Data shown
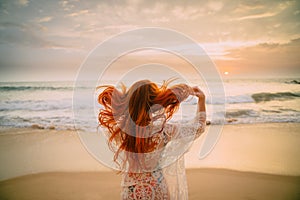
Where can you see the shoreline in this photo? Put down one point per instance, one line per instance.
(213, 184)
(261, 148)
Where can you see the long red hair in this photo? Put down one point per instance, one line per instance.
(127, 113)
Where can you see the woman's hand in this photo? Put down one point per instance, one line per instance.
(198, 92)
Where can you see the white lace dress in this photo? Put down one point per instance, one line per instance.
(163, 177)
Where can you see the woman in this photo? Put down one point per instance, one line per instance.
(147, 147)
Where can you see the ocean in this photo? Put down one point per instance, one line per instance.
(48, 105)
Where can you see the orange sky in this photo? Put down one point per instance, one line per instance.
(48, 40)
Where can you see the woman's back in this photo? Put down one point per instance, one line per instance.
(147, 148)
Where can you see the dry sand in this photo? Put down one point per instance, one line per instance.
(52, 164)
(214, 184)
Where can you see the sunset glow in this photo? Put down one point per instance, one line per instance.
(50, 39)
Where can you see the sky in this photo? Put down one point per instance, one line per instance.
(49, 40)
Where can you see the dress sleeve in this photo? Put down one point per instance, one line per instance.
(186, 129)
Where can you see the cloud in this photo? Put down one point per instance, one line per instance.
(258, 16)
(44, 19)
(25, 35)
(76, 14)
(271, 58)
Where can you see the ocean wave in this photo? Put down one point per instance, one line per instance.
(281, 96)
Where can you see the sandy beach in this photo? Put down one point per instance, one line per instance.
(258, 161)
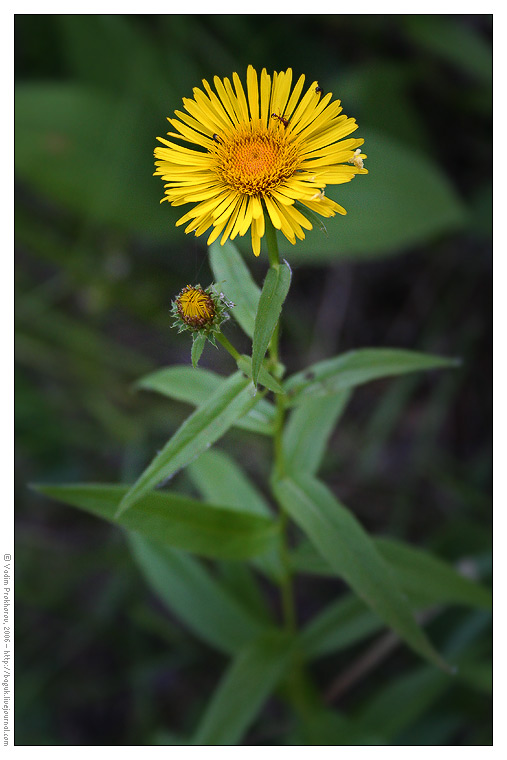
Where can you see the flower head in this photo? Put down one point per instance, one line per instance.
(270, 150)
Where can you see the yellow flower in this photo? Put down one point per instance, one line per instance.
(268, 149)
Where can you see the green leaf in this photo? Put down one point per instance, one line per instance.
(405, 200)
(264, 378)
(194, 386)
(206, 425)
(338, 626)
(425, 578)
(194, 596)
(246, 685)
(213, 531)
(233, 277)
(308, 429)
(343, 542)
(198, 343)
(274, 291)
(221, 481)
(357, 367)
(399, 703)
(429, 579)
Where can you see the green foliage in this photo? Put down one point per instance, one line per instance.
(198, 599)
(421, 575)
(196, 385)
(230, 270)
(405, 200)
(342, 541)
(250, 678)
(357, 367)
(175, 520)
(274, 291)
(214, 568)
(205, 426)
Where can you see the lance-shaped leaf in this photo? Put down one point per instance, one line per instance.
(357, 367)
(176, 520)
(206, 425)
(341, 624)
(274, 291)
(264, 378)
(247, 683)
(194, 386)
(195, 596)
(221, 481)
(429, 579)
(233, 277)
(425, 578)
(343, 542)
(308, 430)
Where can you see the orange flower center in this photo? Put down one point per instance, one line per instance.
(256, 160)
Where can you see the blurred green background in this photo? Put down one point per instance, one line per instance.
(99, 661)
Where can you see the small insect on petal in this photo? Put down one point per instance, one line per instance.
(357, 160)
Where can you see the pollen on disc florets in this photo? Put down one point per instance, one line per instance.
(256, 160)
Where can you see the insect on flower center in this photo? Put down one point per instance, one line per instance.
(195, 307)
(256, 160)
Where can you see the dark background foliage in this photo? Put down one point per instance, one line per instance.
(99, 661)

Problem statement
Write out exactly the lines from the one with "Where can you see the insect" through the end of the records above, both ends included, and leave out all other lines.

Output of the task
Where can you see the insect on flower center in this photo? Put down one point per instance, one line per instance.
(195, 307)
(256, 160)
Where can you see the dark background foliage in this photo? Put down one point per instance, one line per instance.
(99, 661)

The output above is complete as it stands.